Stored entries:
○ ○ ○ ○ ○ ○ ○
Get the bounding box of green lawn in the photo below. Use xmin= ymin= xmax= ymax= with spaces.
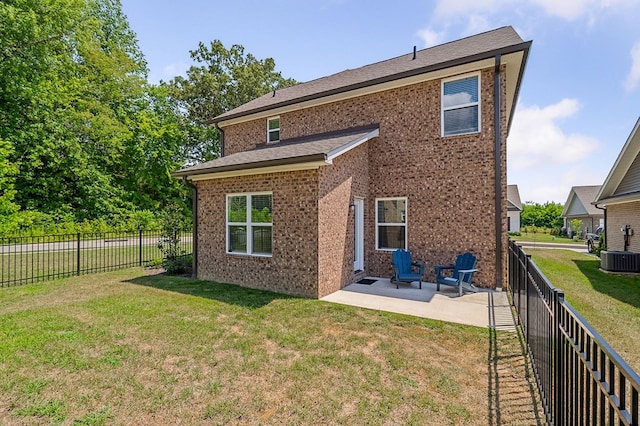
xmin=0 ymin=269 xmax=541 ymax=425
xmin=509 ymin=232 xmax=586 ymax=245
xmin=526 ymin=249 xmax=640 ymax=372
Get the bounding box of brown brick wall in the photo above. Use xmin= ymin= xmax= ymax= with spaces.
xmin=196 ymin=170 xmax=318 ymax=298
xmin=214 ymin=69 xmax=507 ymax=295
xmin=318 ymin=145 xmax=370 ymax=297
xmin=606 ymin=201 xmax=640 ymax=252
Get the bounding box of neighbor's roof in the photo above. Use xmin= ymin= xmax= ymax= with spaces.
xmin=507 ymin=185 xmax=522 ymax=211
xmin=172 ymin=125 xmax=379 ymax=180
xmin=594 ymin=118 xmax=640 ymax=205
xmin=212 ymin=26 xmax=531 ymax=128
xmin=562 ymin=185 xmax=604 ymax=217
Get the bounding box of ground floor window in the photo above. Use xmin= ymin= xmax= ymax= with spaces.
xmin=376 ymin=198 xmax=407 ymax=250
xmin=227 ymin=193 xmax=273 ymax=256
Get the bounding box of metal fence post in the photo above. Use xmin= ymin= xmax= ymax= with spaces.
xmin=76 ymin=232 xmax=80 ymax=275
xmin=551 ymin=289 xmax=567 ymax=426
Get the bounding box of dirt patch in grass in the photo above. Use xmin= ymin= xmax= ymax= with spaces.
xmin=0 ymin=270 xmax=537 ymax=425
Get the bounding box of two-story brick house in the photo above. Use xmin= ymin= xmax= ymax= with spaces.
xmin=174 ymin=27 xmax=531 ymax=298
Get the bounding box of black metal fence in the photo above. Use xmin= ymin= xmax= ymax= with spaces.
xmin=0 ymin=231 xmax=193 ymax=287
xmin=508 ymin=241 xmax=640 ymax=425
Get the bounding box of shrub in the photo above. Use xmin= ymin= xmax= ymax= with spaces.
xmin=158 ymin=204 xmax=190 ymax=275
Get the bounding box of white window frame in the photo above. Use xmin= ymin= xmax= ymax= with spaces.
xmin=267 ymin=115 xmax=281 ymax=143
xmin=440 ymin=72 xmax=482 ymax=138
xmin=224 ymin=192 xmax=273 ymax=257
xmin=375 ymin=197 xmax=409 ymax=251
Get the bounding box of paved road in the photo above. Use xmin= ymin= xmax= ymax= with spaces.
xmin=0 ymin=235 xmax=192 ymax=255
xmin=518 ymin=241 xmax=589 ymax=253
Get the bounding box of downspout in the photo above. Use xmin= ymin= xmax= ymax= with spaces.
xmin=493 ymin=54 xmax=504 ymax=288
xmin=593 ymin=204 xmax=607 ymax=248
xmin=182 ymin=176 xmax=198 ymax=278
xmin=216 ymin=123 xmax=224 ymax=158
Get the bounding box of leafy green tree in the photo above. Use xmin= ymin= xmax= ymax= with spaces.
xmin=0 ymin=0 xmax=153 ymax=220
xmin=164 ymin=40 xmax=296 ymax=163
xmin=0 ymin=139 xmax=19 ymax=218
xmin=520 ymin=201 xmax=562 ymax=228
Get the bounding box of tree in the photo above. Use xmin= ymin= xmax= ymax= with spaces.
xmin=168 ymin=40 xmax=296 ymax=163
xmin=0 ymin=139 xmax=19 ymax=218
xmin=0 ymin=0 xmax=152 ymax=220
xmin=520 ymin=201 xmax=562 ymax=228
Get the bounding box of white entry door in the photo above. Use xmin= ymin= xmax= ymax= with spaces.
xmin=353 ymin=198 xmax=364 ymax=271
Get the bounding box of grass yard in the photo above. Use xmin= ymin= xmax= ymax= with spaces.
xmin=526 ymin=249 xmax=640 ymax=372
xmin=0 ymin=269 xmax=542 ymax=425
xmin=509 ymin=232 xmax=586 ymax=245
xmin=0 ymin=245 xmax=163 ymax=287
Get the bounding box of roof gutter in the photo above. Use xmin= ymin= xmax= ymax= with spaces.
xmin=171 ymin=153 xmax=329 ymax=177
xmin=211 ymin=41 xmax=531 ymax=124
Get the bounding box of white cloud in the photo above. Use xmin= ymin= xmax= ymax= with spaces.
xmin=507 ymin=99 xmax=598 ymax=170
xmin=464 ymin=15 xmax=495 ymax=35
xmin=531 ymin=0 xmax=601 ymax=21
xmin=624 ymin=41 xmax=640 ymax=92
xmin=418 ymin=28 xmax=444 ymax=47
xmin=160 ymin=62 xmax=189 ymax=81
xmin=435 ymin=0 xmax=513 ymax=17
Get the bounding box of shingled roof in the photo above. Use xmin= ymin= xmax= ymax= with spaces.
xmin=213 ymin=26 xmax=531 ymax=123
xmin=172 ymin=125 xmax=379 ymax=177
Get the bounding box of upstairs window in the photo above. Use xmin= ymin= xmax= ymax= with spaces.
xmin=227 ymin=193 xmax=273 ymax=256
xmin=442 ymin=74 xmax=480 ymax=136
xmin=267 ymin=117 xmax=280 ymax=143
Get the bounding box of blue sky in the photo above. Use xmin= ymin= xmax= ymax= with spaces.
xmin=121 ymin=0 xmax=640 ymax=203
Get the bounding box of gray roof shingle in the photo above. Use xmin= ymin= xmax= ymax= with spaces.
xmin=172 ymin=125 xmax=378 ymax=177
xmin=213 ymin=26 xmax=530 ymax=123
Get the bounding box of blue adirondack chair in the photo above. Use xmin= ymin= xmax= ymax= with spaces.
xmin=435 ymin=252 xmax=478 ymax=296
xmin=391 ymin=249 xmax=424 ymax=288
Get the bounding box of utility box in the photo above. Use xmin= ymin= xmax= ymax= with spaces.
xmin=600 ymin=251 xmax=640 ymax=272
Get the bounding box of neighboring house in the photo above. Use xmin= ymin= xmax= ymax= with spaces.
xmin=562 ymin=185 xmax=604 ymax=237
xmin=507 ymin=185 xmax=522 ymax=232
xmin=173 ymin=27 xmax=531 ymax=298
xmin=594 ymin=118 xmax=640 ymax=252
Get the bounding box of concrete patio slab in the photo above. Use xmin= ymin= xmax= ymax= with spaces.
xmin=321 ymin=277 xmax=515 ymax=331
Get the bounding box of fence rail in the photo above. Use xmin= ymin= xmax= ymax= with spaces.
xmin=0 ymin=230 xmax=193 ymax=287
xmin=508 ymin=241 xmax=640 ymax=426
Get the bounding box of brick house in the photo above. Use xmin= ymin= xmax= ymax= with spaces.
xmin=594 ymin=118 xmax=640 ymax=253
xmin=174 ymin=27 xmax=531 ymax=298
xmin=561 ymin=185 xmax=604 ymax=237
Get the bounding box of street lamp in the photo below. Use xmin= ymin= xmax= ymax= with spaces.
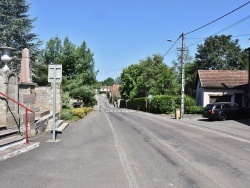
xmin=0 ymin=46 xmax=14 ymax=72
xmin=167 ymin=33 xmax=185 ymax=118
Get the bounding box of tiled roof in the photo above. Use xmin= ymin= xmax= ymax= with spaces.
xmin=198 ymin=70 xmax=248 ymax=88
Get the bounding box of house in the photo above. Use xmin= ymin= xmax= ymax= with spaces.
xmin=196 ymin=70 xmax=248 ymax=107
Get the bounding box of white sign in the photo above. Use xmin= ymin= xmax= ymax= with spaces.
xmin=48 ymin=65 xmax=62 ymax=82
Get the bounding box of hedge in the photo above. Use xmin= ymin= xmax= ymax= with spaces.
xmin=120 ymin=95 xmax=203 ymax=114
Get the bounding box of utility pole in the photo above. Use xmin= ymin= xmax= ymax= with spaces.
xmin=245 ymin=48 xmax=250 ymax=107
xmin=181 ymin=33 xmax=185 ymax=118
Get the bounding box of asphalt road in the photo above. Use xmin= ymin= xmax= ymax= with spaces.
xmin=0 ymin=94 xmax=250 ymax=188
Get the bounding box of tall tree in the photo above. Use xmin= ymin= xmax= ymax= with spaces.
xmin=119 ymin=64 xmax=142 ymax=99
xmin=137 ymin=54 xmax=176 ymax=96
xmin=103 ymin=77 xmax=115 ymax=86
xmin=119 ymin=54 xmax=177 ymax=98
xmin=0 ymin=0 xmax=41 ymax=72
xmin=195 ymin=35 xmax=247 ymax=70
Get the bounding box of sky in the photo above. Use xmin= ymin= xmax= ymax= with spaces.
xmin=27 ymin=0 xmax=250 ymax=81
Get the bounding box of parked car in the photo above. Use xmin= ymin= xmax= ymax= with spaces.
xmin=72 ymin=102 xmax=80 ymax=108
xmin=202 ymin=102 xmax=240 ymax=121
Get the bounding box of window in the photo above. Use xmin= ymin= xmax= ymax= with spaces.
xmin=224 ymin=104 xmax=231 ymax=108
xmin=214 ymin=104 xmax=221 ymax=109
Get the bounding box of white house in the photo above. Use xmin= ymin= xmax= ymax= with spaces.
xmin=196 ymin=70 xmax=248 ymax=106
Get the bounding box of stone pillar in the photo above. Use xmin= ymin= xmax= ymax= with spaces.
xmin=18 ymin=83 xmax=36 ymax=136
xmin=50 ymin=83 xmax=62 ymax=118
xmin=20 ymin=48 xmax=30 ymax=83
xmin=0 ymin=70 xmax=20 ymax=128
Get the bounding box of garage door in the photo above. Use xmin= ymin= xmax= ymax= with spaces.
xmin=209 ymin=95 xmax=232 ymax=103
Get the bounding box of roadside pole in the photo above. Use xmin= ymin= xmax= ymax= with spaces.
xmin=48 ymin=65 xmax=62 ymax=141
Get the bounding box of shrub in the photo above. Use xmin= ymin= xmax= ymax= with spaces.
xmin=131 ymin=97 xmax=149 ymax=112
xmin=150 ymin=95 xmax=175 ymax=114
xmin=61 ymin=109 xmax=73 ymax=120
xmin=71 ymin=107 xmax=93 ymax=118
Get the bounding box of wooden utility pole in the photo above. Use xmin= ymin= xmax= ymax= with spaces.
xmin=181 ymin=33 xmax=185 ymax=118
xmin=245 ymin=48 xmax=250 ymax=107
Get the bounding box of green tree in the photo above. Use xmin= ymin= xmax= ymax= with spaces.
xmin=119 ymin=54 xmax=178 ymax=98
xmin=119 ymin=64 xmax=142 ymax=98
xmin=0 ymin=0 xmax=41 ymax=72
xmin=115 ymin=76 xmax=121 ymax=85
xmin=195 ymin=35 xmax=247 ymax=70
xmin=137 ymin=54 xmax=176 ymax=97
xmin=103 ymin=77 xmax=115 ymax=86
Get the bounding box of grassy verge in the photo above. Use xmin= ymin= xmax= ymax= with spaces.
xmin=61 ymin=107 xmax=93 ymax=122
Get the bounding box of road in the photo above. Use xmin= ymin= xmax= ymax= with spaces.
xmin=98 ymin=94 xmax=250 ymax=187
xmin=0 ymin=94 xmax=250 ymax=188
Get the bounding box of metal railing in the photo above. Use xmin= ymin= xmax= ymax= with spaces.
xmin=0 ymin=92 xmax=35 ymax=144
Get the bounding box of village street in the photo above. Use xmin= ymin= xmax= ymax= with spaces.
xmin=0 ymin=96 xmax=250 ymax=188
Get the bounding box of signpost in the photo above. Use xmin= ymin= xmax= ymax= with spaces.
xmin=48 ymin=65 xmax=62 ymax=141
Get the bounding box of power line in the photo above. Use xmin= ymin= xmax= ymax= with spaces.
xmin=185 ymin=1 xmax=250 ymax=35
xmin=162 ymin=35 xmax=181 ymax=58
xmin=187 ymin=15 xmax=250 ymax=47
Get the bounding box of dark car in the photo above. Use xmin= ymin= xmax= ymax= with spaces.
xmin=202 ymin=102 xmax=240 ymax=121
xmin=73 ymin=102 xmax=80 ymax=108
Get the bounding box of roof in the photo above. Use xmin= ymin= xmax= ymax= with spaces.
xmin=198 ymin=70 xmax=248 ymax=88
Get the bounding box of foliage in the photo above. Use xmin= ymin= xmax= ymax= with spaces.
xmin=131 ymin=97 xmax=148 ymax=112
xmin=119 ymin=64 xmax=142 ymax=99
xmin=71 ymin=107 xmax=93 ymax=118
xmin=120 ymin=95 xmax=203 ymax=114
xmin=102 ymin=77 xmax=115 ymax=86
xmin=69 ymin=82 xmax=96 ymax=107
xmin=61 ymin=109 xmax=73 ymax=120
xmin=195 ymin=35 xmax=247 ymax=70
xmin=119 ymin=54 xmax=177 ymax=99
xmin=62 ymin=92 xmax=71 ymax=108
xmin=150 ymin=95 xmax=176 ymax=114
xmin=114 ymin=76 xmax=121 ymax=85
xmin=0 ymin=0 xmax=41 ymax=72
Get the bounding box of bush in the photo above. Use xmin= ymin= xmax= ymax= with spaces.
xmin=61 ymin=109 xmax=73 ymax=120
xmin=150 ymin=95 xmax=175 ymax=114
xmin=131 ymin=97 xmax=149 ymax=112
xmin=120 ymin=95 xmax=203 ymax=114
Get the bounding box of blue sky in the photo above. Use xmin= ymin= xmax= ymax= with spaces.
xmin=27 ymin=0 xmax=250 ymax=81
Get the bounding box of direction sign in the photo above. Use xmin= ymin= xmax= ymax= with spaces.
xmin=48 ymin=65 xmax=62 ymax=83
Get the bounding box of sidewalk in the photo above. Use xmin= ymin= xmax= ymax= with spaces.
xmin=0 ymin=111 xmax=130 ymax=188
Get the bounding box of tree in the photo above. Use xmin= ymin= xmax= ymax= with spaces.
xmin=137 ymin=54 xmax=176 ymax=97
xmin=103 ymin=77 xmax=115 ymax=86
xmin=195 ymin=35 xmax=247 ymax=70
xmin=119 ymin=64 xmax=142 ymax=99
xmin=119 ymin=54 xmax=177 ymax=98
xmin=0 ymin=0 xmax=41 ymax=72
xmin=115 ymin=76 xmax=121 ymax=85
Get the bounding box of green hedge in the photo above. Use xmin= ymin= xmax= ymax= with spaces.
○ ○ ○ ○ ○ ○ ○
## [SHORT EXERCISE]
Copy the lines in the records above without any change, from the line with "Get the bounding box of green tree" up to and including the line with "xmin=61 ymin=107 xmax=93 ymax=122".

## [THE REPLY]
Get the bounding box of green tree in the photo above. Use xmin= ymin= xmax= ymax= with spaces.
xmin=119 ymin=54 xmax=178 ymax=98
xmin=119 ymin=64 xmax=142 ymax=98
xmin=0 ymin=0 xmax=41 ymax=72
xmin=115 ymin=76 xmax=121 ymax=85
xmin=195 ymin=35 xmax=247 ymax=70
xmin=137 ymin=54 xmax=176 ymax=97
xmin=103 ymin=77 xmax=115 ymax=86
Get the bounding box of grassy verge in the photo above. Use xmin= ymin= xmax= ymax= with spaces.
xmin=61 ymin=107 xmax=93 ymax=122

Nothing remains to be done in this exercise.